● **TEXT PASSAGE**:
The North announced Friday it would launch a long-range rocket between April 12 and 16 to put a satellite into orbit for peaceful purposes.

The United States and other nations see the exercise as a thinly veiled long-range missile test, which would breach a United Nations ban and violate last month's denuclearisation deal with Washington.

The North is thought to have enough plutonium for perhaps six to eight nuclear weapons, but it is unclear whether it can yet build an atomic warhead for a missile.

The launch is timed to coincide with mass celebrations marking the 100th anniversary of the birth of founding president Kim Il-Sung.

It will come just after an April 11 election in which the South's ruling conservative party -- bitterly opposed by Pyongyang -- seeks to retain parliamentary control.

The issue could also overshadow next week's Seoul nuclear security summit, to be attended by US President Barack Obama and other world leaders.

Seoul said it would work closely with the United States, Japan, China, Russia and the European Union to handle the issue during the summit, the biggest-ever diplomatic gathering in the South.

The North on Sunday rejected international protests, calling the criticism "a base move... to encroach upon our sovereignty".

On Monday official news agency KCNA described Seoul's accusation over the launch as "an odd smear campaign" and said the satellite "is an issue fundamentally different from that of a long-range missile".

The launch by the impoverished but nuclear-armed state seems likely to kill off a February 29 agreement with Washington, which had raised hopes of eased tensions under young new leader Kim Jong-Un.

The North agreed to suspend its uranium enrichment programme, along with long-range missile launches and nuclear tests, in return for 240,000 tonnes of much-needed US food aid.

It maintains that a satellite launch is not a missile test.

The US, Japan, Russia and UN Secretary General Ban Ki-moon have called for a change of heart and even China, the North's closest ally, expressed concern.

● **RECORDS SHOWN**:
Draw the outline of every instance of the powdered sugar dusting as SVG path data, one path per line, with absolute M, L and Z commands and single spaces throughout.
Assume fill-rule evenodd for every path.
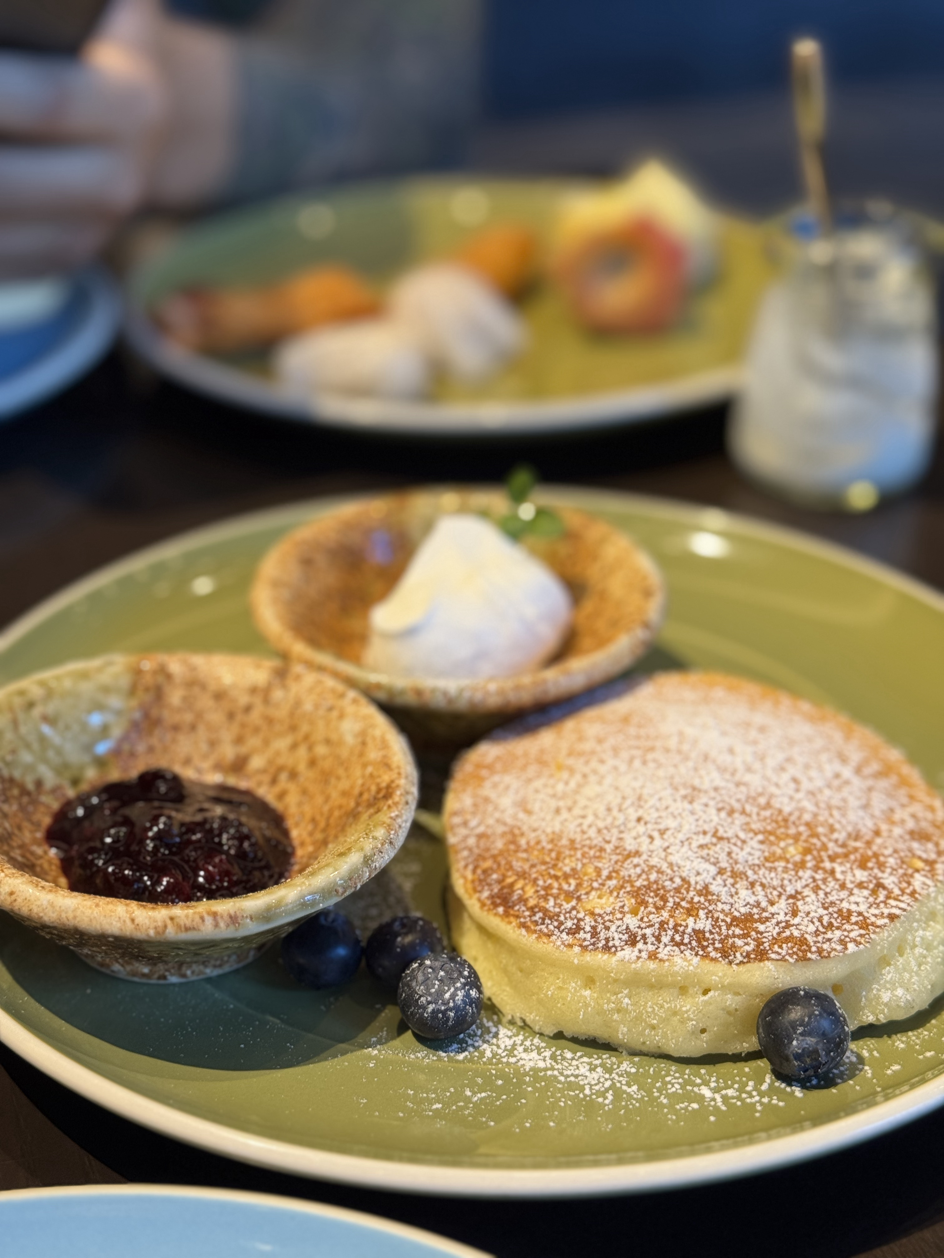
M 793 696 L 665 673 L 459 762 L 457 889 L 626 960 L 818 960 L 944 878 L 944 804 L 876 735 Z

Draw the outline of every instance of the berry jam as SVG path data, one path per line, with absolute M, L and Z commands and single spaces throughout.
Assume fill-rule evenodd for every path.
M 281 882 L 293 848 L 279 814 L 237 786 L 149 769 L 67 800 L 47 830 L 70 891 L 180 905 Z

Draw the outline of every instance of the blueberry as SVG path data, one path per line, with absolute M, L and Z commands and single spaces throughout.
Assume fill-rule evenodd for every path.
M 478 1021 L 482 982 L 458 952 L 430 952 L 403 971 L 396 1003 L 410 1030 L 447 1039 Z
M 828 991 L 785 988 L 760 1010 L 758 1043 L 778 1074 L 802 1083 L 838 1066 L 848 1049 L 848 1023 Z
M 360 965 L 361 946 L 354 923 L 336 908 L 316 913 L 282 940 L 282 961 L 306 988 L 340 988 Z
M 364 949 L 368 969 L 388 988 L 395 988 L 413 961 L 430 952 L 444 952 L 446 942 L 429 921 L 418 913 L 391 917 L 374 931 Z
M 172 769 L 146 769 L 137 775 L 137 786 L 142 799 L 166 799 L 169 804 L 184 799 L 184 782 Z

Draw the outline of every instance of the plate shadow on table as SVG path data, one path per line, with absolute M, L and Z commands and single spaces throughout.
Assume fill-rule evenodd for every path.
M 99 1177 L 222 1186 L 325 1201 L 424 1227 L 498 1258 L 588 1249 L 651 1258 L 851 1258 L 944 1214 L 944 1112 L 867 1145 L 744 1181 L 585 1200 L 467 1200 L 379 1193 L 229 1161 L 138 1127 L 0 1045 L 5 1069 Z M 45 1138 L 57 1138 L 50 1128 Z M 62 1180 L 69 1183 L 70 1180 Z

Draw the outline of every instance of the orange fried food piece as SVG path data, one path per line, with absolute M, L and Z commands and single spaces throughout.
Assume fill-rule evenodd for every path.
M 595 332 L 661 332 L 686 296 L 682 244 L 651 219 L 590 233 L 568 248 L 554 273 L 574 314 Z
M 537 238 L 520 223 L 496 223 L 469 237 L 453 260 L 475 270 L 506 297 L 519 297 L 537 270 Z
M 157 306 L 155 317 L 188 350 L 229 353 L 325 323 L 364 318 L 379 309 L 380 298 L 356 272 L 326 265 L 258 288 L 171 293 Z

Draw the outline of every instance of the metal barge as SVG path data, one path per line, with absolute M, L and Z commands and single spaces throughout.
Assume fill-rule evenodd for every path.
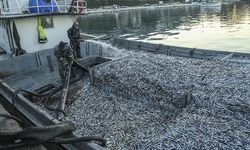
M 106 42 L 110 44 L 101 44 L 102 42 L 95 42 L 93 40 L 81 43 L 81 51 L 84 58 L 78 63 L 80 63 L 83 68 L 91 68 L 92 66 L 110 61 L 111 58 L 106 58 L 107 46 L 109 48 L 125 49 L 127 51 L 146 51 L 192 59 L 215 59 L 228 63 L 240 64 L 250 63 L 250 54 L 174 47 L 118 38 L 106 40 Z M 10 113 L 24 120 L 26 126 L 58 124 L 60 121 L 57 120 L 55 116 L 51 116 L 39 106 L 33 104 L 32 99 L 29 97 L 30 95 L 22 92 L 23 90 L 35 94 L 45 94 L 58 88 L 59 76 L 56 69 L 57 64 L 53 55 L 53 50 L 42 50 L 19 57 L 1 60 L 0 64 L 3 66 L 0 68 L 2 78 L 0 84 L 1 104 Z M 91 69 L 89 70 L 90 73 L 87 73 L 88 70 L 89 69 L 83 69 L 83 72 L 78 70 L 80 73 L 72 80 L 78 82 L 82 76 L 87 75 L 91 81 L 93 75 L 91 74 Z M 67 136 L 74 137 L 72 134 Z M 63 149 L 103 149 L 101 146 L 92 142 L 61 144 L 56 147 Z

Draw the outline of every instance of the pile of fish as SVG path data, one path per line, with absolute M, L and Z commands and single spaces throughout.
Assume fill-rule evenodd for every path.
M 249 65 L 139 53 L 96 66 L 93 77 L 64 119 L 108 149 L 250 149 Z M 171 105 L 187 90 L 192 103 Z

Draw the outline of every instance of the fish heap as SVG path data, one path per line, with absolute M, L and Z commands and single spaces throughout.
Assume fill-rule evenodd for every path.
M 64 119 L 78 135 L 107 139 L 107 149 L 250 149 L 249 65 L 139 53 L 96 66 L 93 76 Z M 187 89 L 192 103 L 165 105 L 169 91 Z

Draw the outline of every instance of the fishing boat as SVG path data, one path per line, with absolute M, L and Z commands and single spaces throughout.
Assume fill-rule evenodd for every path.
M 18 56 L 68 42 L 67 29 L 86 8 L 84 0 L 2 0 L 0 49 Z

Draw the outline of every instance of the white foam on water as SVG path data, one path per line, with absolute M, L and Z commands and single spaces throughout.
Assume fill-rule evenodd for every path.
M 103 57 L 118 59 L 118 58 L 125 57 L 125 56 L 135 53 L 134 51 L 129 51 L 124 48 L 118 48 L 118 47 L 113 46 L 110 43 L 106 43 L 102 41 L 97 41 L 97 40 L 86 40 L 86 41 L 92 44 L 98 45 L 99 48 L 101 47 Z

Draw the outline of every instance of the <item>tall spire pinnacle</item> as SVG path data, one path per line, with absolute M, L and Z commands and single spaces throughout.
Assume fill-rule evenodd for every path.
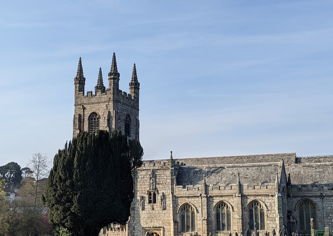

● **WHAT YOU WILL DO**:
A: According to the article on the North's rocket launch, why do the United States and other nations object to the planned launch? Answer in one to three sentences.
B: Please carry on the article about the North's planned rocket launch, starting right after its final sentence.
The items are separate material and have no connection to the text.

● **EXPECTED RESPONSES**:
A: They see the launch as a thinly veiled long-range missile test. Such a test would breach a United Nations ban and violate last month's denuclearisation deal with Washington.

B:
On Monday US State Department spokeswoman Victoria Nuland voiced hope the North would call off the launch, noting that the five other nations that had been involved in six-party nuclear disarmament talks were united.

"We were heartened that every single one of the six-party talks participants made clear that they think this would be an extremely bad idea and a violation of UN Security Council resolutions," she said.

"We are hoping and expecting that (North Korea) will take that to heart."

The North's first nuclear test in October 2006 came three months after a long-range rocket launch.

Its most recent such launch on April 5, 2009, purportedly to put a satellite into orbit, brought UN Security Council condemnation and tightened sanctions.

The North quit the six-party nuclear disarmament talks -- with China, Japan, Russia, South Korea and the United States -- at the censure and conducted its second atomic weapons test in May 2009.

Some analysts see a similar scenario this time.

"Seen in the previous cases, North Korea has a pattern of conducting nuclear tests after missile tests," Yun Duk-Min, of the South's Institute for Foreign Affairs and National Security, told the Korea JoongAng Daily.

Seoul's defence ministry also suggested a nuclear test may follow the launch.

"We will thoroughly guard against potential additional military provocations or a nuclear test, as the North is highly likely to repeat its actions back in 2009 when it fired a long-range rocket," a spokesman told a briefing.

He said the South and its US ally would intensively monitor areas around Tongchang-ri, the North's new launch site in the extreme northwest.

The North said it has notified international aviation and maritime bodies of the flight path. Media reports said the first stage was projected to fall about 140 kilometres (87 miles) off the South Korean coast, in international waters between China and the South.

The second stage was tipped to splash down 190 km east of the Philippines.